> _The data_
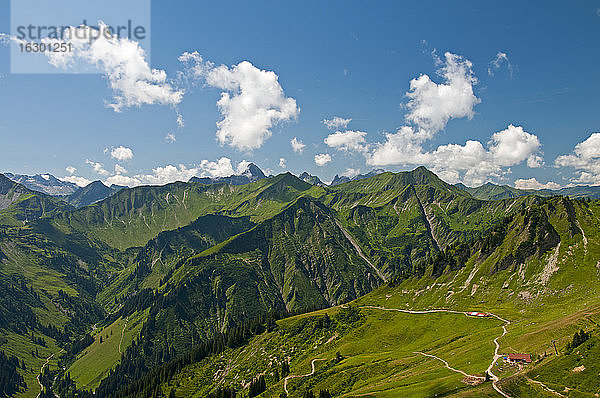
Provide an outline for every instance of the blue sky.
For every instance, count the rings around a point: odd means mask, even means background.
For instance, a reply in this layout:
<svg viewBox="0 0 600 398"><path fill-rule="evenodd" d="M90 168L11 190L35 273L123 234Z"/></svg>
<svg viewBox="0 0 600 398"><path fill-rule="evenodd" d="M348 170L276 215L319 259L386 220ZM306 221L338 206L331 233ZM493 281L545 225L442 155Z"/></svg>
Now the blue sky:
<svg viewBox="0 0 600 398"><path fill-rule="evenodd" d="M223 174L241 161L325 181L424 164L469 185L600 184L599 8L600 1L154 1L151 67L167 76L158 85L181 99L136 102L136 93L110 87L110 70L11 73L10 45L0 45L0 171L135 185ZM14 33L10 2L0 0L0 9L0 32ZM196 74L178 59L185 52L197 52L188 63ZM421 75L427 81L411 89ZM247 97L237 98L239 87L230 86L238 83ZM273 89L282 91L265 98ZM228 110L217 105L222 93ZM120 112L107 106L116 97L125 98ZM322 123L335 116L352 120ZM222 120L230 127L217 126ZM294 137L302 153L290 145ZM316 155L331 161L319 166Z"/></svg>

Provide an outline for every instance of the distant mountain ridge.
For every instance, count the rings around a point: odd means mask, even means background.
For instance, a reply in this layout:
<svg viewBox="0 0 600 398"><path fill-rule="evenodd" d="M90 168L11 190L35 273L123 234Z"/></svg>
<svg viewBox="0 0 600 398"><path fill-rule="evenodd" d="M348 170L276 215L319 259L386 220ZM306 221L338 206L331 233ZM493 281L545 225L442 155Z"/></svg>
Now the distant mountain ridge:
<svg viewBox="0 0 600 398"><path fill-rule="evenodd" d="M363 180L365 178L374 177L374 176L376 176L378 174L382 174L382 173L385 173L385 170L375 169L366 174L358 174L354 177L339 176L338 174L336 174L335 177L333 177L333 181L331 181L331 184L329 184L329 186L333 187L335 185L343 184L345 182Z"/></svg>
<svg viewBox="0 0 600 398"><path fill-rule="evenodd" d="M79 189L76 184L68 181L61 181L48 173L36 174L34 176L13 173L4 173L4 175L12 181L23 185L25 188L52 196L71 195Z"/></svg>
<svg viewBox="0 0 600 398"><path fill-rule="evenodd" d="M468 192L471 196L481 200L502 200L518 198L520 196L537 195L543 197L549 196L569 196L571 198L589 197L591 199L600 199L600 186L579 185L561 189L519 189L509 185L496 185L491 182L478 187L467 187L462 183L455 184L458 188Z"/></svg>
<svg viewBox="0 0 600 398"><path fill-rule="evenodd" d="M303 172L302 174L300 174L298 176L298 178L304 182L308 182L309 184L316 185L318 187L327 186L327 184L325 184L323 181L321 181L321 179L319 177L314 176L312 174L308 174L306 171Z"/></svg>
<svg viewBox="0 0 600 398"><path fill-rule="evenodd" d="M202 184L220 184L245 185L251 182L267 178L265 173L254 163L248 164L246 171L241 174L233 174L229 177L192 177L188 182L199 182Z"/></svg>
<svg viewBox="0 0 600 398"><path fill-rule="evenodd" d="M298 178L304 182L318 187L334 187L339 184L344 184L350 181L358 181L370 178L386 171L383 169L375 169L365 174L358 174L354 177L336 174L330 184L324 183L319 176L302 172ZM4 173L10 180L21 184L22 186L35 192L42 192L51 196L63 197L67 203L75 207L83 207L102 199L107 198L113 193L128 188L126 186L111 185L107 187L100 181L94 181L85 187L79 187L68 181L62 181L49 173L36 174L34 176ZM265 173L254 163L249 163L246 170L239 174L232 174L227 177L192 177L188 182L196 182L201 184L231 184L231 185L246 185L258 180L268 178ZM519 189L509 185L498 185L487 182L478 187L468 187L463 183L454 184L454 186L468 192L473 198L481 200L502 200L517 198L527 195L538 195L542 197L550 196L569 196L571 198L589 197L592 199L600 199L600 186L580 185L574 187L561 188L556 190L551 189Z"/></svg>
<svg viewBox="0 0 600 398"><path fill-rule="evenodd" d="M110 187L107 187L102 183L102 181L93 181L85 187L79 188L73 194L67 196L65 200L69 204L79 208L106 199L113 193L120 191L123 188L124 187L120 187L118 185L111 185Z"/></svg>
<svg viewBox="0 0 600 398"><path fill-rule="evenodd" d="M35 192L0 174L0 225L20 225L69 208L57 198Z"/></svg>

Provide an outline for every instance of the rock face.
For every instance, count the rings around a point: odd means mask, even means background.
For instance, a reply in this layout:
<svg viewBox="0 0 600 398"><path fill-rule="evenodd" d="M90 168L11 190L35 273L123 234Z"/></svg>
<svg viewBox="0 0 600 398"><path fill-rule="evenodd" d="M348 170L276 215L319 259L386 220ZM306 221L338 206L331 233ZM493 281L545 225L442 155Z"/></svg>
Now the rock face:
<svg viewBox="0 0 600 398"><path fill-rule="evenodd" d="M66 196L77 191L79 187L71 182L61 181L51 174L36 174L34 176L5 173L14 182L32 191L42 192L52 196Z"/></svg>
<svg viewBox="0 0 600 398"><path fill-rule="evenodd" d="M298 178L304 182L308 182L311 185L316 185L318 187L326 186L326 184L323 181L321 181L319 177L308 174L306 171L300 174Z"/></svg>
<svg viewBox="0 0 600 398"><path fill-rule="evenodd" d="M374 177L378 174L381 173L385 173L385 170L383 169L376 169L376 170L372 170L366 174L359 174L356 175L354 177L347 177L347 176L339 176L339 175L335 175L335 177L333 178L333 181L331 181L330 186L335 186L335 185L339 185L339 184L343 184L345 182L349 182L349 181L358 181L358 180L363 180L365 178L370 178L370 177Z"/></svg>

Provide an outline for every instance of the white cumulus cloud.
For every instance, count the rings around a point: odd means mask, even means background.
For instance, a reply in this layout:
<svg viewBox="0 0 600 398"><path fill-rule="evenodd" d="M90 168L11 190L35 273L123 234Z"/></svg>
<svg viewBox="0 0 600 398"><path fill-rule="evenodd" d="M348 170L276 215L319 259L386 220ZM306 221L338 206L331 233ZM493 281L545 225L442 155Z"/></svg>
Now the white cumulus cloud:
<svg viewBox="0 0 600 398"><path fill-rule="evenodd" d="M448 182L471 186L504 179L511 166L523 162L531 168L542 167L539 138L512 124L494 133L487 144L467 140L463 145L451 143L426 149L427 142L451 119L472 118L475 105L481 102L473 91L477 78L469 60L446 52L444 61L438 62L442 65L438 75L444 81L435 83L425 74L411 80L406 93L408 124L395 133L386 133L383 142L363 146L367 164L424 165Z"/></svg>
<svg viewBox="0 0 600 398"><path fill-rule="evenodd" d="M331 148L336 148L341 151L364 151L366 149L367 133L363 131L336 131L329 134L324 142Z"/></svg>
<svg viewBox="0 0 600 398"><path fill-rule="evenodd" d="M67 173L69 173L71 175L75 174L75 172L77 171L77 169L73 166L67 166L67 167L65 167L65 170L67 171Z"/></svg>
<svg viewBox="0 0 600 398"><path fill-rule="evenodd" d="M113 90L108 104L116 112L123 108L161 104L175 106L184 92L176 89L164 70L148 64L146 52L139 43L128 38L107 34L107 26L99 22L100 31L89 26L70 27L61 39L43 39L46 44L68 43L72 51L45 52L50 64L57 68L72 68L80 62L99 68ZM89 37L97 36L90 40Z"/></svg>
<svg viewBox="0 0 600 398"><path fill-rule="evenodd" d="M421 135L410 126L402 126L395 133L387 133L385 142L375 144L368 153L367 164L387 166L392 164L424 164Z"/></svg>
<svg viewBox="0 0 600 398"><path fill-rule="evenodd" d="M481 102L473 93L477 78L472 67L471 61L446 52L444 66L438 71L443 83L433 82L426 74L412 79L406 93L410 99L406 104L409 110L406 120L431 137L446 127L450 119L472 118L474 106Z"/></svg>
<svg viewBox="0 0 600 398"><path fill-rule="evenodd" d="M577 170L577 176L571 179L573 183L600 185L600 133L591 134L575 145L571 154L559 156L554 163Z"/></svg>
<svg viewBox="0 0 600 398"><path fill-rule="evenodd" d="M348 167L346 169L346 171L344 171L342 173L343 176L349 177L349 178L356 177L359 174L360 174L360 169L353 169L353 168L350 168L350 167Z"/></svg>
<svg viewBox="0 0 600 398"><path fill-rule="evenodd" d="M304 143L300 141L297 137L292 138L290 144L292 145L292 149L296 153L302 153L304 151L304 148L306 147L306 145L304 145Z"/></svg>
<svg viewBox="0 0 600 398"><path fill-rule="evenodd" d="M179 166L167 165L152 169L152 174L145 176L136 176L143 183L150 185L163 185L175 181L188 181L198 173L197 168L187 168L185 165Z"/></svg>
<svg viewBox="0 0 600 398"><path fill-rule="evenodd" d="M242 175L242 174L246 173L248 171L248 167L250 166L250 164L251 164L251 162L249 162L247 160L242 160L241 162L239 162L235 168L236 174Z"/></svg>
<svg viewBox="0 0 600 398"><path fill-rule="evenodd" d="M90 159L86 159L85 163L92 166L94 168L94 171L100 175L107 176L110 174L108 171L106 171L106 169L104 169L104 165L102 163L94 162Z"/></svg>
<svg viewBox="0 0 600 398"><path fill-rule="evenodd" d="M520 179L516 180L515 188L540 190L540 189L560 189L561 187L559 184L555 183L554 181L548 181L547 183L542 184L537 179L532 177L529 179L520 178Z"/></svg>
<svg viewBox="0 0 600 398"><path fill-rule="evenodd" d="M536 152L540 147L536 135L526 132L521 126L510 124L505 130L492 135L490 152L499 166L513 166L533 156L529 165L539 167L541 164Z"/></svg>
<svg viewBox="0 0 600 398"><path fill-rule="evenodd" d="M133 159L133 151L131 150L131 148L119 146L117 148L111 149L110 157L120 162L124 160L131 160Z"/></svg>
<svg viewBox="0 0 600 398"><path fill-rule="evenodd" d="M331 155L328 153L320 153L315 155L315 163L317 166L325 166L327 163L331 162Z"/></svg>
<svg viewBox="0 0 600 398"><path fill-rule="evenodd" d="M70 182L70 183L75 184L80 187L85 187L91 183L91 181L85 177L74 176L74 175L63 177L63 178L61 178L61 180Z"/></svg>
<svg viewBox="0 0 600 398"><path fill-rule="evenodd" d="M537 136L513 125L494 133L487 148L479 141L468 140L464 145L440 145L426 151L421 142L421 136L412 127L404 126L387 134L384 143L376 144L366 154L367 164L425 165L448 182L462 181L474 186L502 178L510 166L529 163L530 159L538 162L541 147Z"/></svg>
<svg viewBox="0 0 600 398"><path fill-rule="evenodd" d="M188 76L223 90L217 102L222 120L217 122L217 140L238 150L260 148L278 124L295 119L300 109L286 97L279 77L248 61L228 67L214 66L195 53L184 53Z"/></svg>
<svg viewBox="0 0 600 398"><path fill-rule="evenodd" d="M348 123L350 123L352 119L344 119L339 116L334 116L331 119L323 119L322 123L327 126L330 130L336 129L345 129L348 127Z"/></svg>
<svg viewBox="0 0 600 398"><path fill-rule="evenodd" d="M121 166L120 164L115 164L115 173L116 174L127 174L127 169Z"/></svg>
<svg viewBox="0 0 600 398"><path fill-rule="evenodd" d="M176 181L189 181L196 177L228 177L233 174L241 175L248 170L250 162L242 160L234 169L231 159L222 157L215 161L202 160L199 165L186 166L166 165L158 166L152 169L151 173L137 174L135 176L126 176L124 169L121 170L115 166L115 174L107 177L105 184L126 185L129 187L139 185L164 185Z"/></svg>
<svg viewBox="0 0 600 398"><path fill-rule="evenodd" d="M286 166L286 161L285 158L279 158L279 167L281 167L282 169L285 169Z"/></svg>
<svg viewBox="0 0 600 398"><path fill-rule="evenodd" d="M138 177L143 177L143 176L138 176ZM111 185L121 185L121 186L126 186L126 187L136 187L138 185L144 185L144 183L142 182L141 179L139 179L137 177L129 177L129 176L126 176L123 174L115 174L115 175L108 177L106 180L104 180L104 184L109 187Z"/></svg>
<svg viewBox="0 0 600 398"><path fill-rule="evenodd" d="M231 159L222 157L217 161L203 160L200 163L203 176L208 177L227 177L235 174Z"/></svg>

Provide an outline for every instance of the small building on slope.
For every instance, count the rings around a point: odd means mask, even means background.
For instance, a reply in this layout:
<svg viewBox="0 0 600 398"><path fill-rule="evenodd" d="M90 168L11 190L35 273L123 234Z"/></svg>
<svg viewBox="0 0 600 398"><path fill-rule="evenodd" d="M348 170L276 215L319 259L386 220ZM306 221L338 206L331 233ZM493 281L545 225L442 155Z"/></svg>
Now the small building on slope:
<svg viewBox="0 0 600 398"><path fill-rule="evenodd" d="M531 363L531 355L529 354L508 354L508 361L511 363L527 364Z"/></svg>

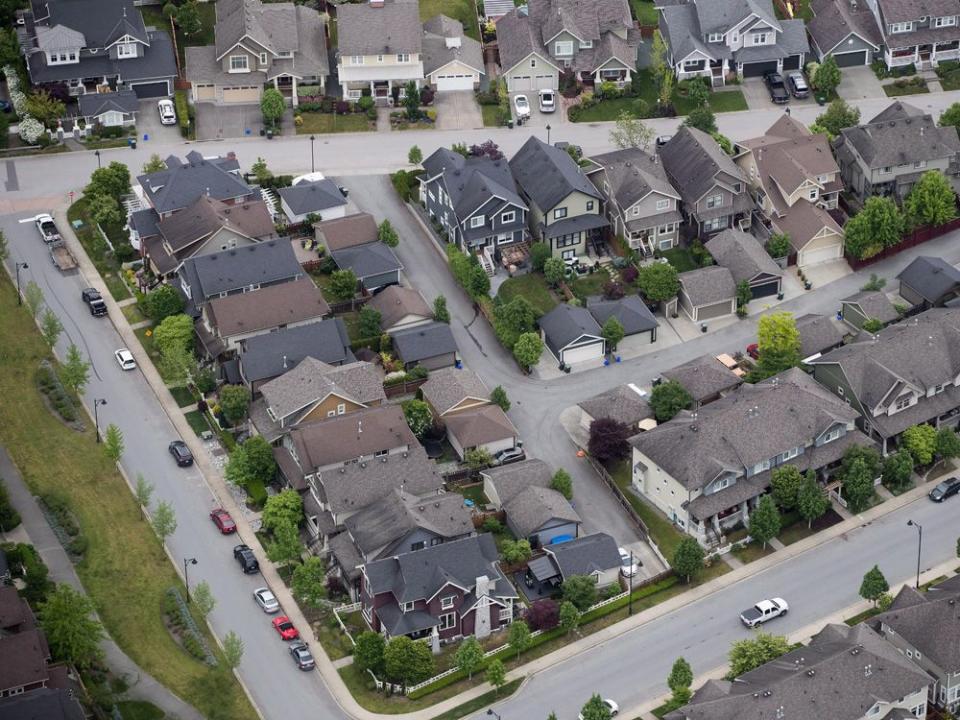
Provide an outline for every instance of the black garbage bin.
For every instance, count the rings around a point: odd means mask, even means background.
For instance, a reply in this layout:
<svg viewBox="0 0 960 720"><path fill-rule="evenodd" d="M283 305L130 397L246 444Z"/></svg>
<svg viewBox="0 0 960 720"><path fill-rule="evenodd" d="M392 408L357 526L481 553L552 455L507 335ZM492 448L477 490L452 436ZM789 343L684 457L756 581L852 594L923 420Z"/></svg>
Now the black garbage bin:
<svg viewBox="0 0 960 720"><path fill-rule="evenodd" d="M130 138L129 140L127 140L127 143L130 145L130 149L131 149L131 150L136 150L136 149L137 149L137 139L136 139L136 138Z"/></svg>

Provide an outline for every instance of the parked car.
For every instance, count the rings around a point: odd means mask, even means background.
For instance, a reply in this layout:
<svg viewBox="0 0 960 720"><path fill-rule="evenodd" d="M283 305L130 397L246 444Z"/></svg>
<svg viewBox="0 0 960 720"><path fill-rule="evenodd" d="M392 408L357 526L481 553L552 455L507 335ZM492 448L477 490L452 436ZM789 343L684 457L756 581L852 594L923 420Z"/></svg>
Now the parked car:
<svg viewBox="0 0 960 720"><path fill-rule="evenodd" d="M126 348L115 350L113 356L117 359L117 364L123 370L136 370L137 361L133 359L133 353Z"/></svg>
<svg viewBox="0 0 960 720"><path fill-rule="evenodd" d="M947 478L930 491L930 499L934 502L943 502L957 493L960 493L960 478Z"/></svg>
<svg viewBox="0 0 960 720"><path fill-rule="evenodd" d="M555 90L544 88L540 91L540 112L552 113L557 109L557 93Z"/></svg>
<svg viewBox="0 0 960 720"><path fill-rule="evenodd" d="M103 317L107 314L107 304L103 301L103 296L96 288L84 288L80 297L90 308L90 314L94 317Z"/></svg>
<svg viewBox="0 0 960 720"><path fill-rule="evenodd" d="M190 448L183 440L174 440L167 445L167 450L173 455L173 459L177 461L177 465L180 467L193 465L193 453L190 452Z"/></svg>
<svg viewBox="0 0 960 720"><path fill-rule="evenodd" d="M60 237L60 231L57 229L57 224L53 221L52 215L48 213L40 213L33 219L33 223L37 226L37 231L40 233L40 237L43 238L45 243L55 243L62 239Z"/></svg>
<svg viewBox="0 0 960 720"><path fill-rule="evenodd" d="M787 601L783 598L761 600L752 608L747 608L740 613L740 621L748 628L754 628L767 622L767 620L786 615L789 609Z"/></svg>
<svg viewBox="0 0 960 720"><path fill-rule="evenodd" d="M530 117L530 101L526 95L517 95L513 98L513 114L518 120L525 120Z"/></svg>
<svg viewBox="0 0 960 720"><path fill-rule="evenodd" d="M253 575L260 572L260 562L249 545L237 545L233 548L233 557L240 563L244 574Z"/></svg>
<svg viewBox="0 0 960 720"><path fill-rule="evenodd" d="M752 357L754 360L760 359L760 345L757 343L750 343L747 345L747 355Z"/></svg>
<svg viewBox="0 0 960 720"><path fill-rule="evenodd" d="M763 76L763 81L767 84L770 99L777 105L790 102L790 93L787 92L787 86L783 82L783 75L778 72L768 72Z"/></svg>
<svg viewBox="0 0 960 720"><path fill-rule="evenodd" d="M13 112L13 103L11 103L9 100L3 100L0 98L0 112Z"/></svg>
<svg viewBox="0 0 960 720"><path fill-rule="evenodd" d="M276 630L284 640L297 640L300 638L300 631L293 626L290 618L286 615L274 618L272 624L273 629Z"/></svg>
<svg viewBox="0 0 960 720"><path fill-rule="evenodd" d="M787 83L790 85L790 92L795 98L805 98L810 94L810 86L807 79L799 70L787 73Z"/></svg>
<svg viewBox="0 0 960 720"><path fill-rule="evenodd" d="M604 698L604 699L603 699L603 704L606 705L606 706L607 706L607 710L610 711L610 717L613 717L613 716L615 716L617 713L620 712L620 706L617 705L617 704L616 704L613 700L611 700L610 698ZM579 715L577 715L577 718L578 718L578 720L583 720L583 713L580 713Z"/></svg>
<svg viewBox="0 0 960 720"><path fill-rule="evenodd" d="M520 462L521 460L526 460L527 454L523 451L523 448L520 445L517 445L513 448L507 448L506 450L501 450L493 456L494 465L509 465L510 463Z"/></svg>
<svg viewBox="0 0 960 720"><path fill-rule="evenodd" d="M177 111L173 107L173 100L163 98L157 103L157 110L160 112L161 125L176 125Z"/></svg>
<svg viewBox="0 0 960 720"><path fill-rule="evenodd" d="M280 609L280 603L276 596L270 592L270 588L257 588L253 591L253 599L265 613L275 613Z"/></svg>
<svg viewBox="0 0 960 720"><path fill-rule="evenodd" d="M620 553L620 574L626 578L633 577L640 572L640 566L643 565L636 557L630 555L625 548L617 548Z"/></svg>
<svg viewBox="0 0 960 720"><path fill-rule="evenodd" d="M230 517L230 513L223 508L214 508L211 510L210 519L213 520L213 524L216 525L217 529L224 535L230 535L237 531L237 524L233 521L233 518Z"/></svg>
<svg viewBox="0 0 960 720"><path fill-rule="evenodd" d="M657 136L657 147L663 147L668 142L673 140L673 135L658 135Z"/></svg>
<svg viewBox="0 0 960 720"><path fill-rule="evenodd" d="M293 657L293 661L297 664L298 668L301 670L313 670L313 668L316 667L316 663L313 661L313 654L305 642L297 640L296 642L290 643L287 647L290 649L290 655Z"/></svg>

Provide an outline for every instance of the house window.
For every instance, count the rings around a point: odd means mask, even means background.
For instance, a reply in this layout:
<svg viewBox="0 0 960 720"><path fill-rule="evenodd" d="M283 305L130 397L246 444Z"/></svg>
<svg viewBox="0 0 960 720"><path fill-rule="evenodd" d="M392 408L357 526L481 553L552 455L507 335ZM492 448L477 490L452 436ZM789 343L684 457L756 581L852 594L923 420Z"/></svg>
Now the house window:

> _What you need to do_
Should a line in the material contain "window", copy it.

> _Task result_
Provide an outline for every instance of the house window.
Now the house window:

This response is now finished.